EXCERPT PROVIDED

__________________________________________________

The Les Kurbas National Centre for Theatre Arts is a state institution established by a resolution of the Cabinet of Ministers of Ukraine on December 12, 1994. The Centre began its operations in 1995 and serves as a hub for academic research, experimental productions, and cultural cooperation in the field of theatre arts.

== History ==

The Centre is named after Les Kurbas, a Ukrainian director, theatre reformer, and founder of modern Ukrainian theatre. The initiative to establish the Centre was led by Dr. Nelli Kornienko, a scholar in the field of art studies, who headed the institution from its inception.

The Centre's building is located in the historic center of Kyiv at 23-V Volodymyrska Street, near Sofiyska Square. The reconstruction of the premises was completed in the 2000s.

== Structure and activities ==

The Les Kurbas National Centre for Theatre Arts comprises three main departments. The Research Department conducts fundamental studies in theatre studies, publishing monographs, anthologies of plays, academic almanacs, and journals. The Creative Workshops provide space for experimental productions, the development of new stage methodologies, and creative exploration. The Cultural Projects Department focuses on organizing cultural initiatives, exhibitions, film screenings, and international conferences.

The Centre's library holds approximately 4,500 books and serves as a significant resource for scholars and artists.

Since its establishment, the Les Kurbas National Centre for Theatre Arts has organized international festivals, conferences, and cultural exchanges. The institution also engages in research on the history of Ukrainian theatre, particularly in the context of global artistic culture, and publishes academic works.

In 2007, the Dramaturgy Projects Department was created to develop contemporary Ukrainian drama, including its translation, publication, and promotion both in Ukraine and abroad. This department was initiated by Neda Nezhdana, Yaroslav Vereshchak, and Oleh Mykolaychuk. Notable projects include annual collections and anthologies, particularly the "Kurbas Readings" series, which highlights contemporary theatre and cultural studies topics.

The Centre serves as a hub for numerous artistic and scholarly initiatives, including:

- The International Conference "Les Kurbas and the Global Theatrical Context"
- The Les Kurbas Festival of Young Ukrainian Directors
- Projects such as the "Visual Laboratory," showcasing contemporary trends in theatre and art
- Masterclasses and training sessions for young directors, actors, and playwrights
- The multimedia project "Les Kurbas in Kyiv"

The Les Kurbas National Centre for Theatre Arts holds the highest scientific accreditation category "A." The Centre contributes to the development of theatre arts through academic research, the implementation of innovative methods in theatrical practice, international collaboration, and the preservation of Ukraine's theatrical cultural heritage.

== Collaboration with playwrights and theatre directors ==

The Centre has worked closely with prominent playwrights and literary scholars such as Olena Bondareva, Maryana Shapoval, Yulia Skybytska, artist Olga Novikova, theatre scholar and playwright Oksana Taniuk, editor Serhiy Maslakov, and playwright-director Oleksandr Miroshnychenko.

Directors who have collaborated with the Centre include Anna Alexandrovych, Oleksandr Balaban, Yevhen Kurman, Diana Stein, Oleksandr Bilozub, Andriy Bilous, Yevhen Lapin, and Mark Nestantiner.

__________________________________________________

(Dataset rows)
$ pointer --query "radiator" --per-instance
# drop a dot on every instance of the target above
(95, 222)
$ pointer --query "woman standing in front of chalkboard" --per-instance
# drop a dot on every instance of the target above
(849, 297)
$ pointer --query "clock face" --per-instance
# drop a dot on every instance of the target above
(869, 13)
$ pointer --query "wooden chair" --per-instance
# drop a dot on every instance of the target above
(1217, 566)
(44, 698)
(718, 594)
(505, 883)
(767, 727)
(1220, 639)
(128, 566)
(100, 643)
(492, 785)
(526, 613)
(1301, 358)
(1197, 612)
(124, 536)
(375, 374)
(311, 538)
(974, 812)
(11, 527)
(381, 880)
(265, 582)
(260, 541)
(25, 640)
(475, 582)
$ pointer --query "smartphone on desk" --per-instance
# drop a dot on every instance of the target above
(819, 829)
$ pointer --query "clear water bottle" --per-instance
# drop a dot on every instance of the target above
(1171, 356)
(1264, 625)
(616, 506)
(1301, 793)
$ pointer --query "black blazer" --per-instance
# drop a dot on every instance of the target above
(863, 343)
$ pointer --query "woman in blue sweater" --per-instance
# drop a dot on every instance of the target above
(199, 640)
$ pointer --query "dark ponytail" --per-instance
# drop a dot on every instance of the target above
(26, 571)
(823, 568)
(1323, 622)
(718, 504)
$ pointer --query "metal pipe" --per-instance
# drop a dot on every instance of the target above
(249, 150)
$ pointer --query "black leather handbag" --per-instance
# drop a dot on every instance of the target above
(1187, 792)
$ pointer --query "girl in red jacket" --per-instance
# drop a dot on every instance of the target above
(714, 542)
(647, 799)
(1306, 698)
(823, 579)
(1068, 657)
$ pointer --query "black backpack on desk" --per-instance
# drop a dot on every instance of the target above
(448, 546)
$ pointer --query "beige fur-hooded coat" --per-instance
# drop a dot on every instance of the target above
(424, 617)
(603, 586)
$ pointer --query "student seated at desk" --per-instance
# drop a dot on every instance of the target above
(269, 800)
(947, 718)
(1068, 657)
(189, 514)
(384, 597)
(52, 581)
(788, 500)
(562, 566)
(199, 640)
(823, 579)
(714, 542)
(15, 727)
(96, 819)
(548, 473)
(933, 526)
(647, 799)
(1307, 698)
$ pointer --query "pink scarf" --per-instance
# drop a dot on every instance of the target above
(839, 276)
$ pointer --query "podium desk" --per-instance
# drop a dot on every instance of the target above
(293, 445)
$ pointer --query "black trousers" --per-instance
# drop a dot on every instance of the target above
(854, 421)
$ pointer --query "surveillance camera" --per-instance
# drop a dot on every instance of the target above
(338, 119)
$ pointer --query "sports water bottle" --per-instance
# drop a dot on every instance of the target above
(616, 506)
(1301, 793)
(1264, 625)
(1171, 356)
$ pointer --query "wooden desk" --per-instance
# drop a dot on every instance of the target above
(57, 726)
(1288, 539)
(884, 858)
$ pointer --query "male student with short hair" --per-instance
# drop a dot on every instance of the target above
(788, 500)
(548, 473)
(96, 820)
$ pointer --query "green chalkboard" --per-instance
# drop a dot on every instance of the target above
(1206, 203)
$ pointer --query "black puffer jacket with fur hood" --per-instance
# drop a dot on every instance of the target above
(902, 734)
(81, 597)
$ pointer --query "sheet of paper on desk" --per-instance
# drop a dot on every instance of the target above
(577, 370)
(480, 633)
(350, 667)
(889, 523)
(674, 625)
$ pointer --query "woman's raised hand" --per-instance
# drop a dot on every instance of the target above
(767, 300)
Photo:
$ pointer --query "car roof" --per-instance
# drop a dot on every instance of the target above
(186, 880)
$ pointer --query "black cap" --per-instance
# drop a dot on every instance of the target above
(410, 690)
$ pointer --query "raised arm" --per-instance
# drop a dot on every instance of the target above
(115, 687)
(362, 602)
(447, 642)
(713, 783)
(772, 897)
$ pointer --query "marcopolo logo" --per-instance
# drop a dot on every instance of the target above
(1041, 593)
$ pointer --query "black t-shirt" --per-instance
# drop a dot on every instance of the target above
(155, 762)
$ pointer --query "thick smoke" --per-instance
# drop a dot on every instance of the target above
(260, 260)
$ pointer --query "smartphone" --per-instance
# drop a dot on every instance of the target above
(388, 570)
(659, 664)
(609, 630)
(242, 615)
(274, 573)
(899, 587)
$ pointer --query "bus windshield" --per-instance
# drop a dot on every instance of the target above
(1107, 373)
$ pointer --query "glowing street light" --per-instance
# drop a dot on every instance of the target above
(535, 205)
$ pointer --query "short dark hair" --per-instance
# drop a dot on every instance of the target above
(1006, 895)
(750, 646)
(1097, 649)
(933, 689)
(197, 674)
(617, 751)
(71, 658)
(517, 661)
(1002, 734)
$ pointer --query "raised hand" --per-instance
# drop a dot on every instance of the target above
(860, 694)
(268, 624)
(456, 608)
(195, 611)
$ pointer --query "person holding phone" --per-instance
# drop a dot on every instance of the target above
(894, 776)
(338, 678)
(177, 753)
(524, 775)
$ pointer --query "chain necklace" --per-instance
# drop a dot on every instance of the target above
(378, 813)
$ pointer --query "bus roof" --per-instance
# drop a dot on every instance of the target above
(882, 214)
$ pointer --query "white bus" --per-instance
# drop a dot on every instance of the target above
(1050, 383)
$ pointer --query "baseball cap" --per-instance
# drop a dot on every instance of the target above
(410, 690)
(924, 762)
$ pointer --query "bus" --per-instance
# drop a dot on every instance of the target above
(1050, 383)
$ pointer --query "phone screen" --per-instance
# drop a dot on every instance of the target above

__________________________________________________

TASK DESCRIPTION
Answer these questions using the text about the Les Kurbas theatre centre:
(a) What date was the Centre established by a resolution of the Cabinet of Ministers of Ukraine?
(b) About how many books are in the Centre's library?
(c) In what year was the Dramaturgy Projects Department created?

WRITTEN SOLUTION
(a) December 12, 1994
(b) About 4,500
(c) 2007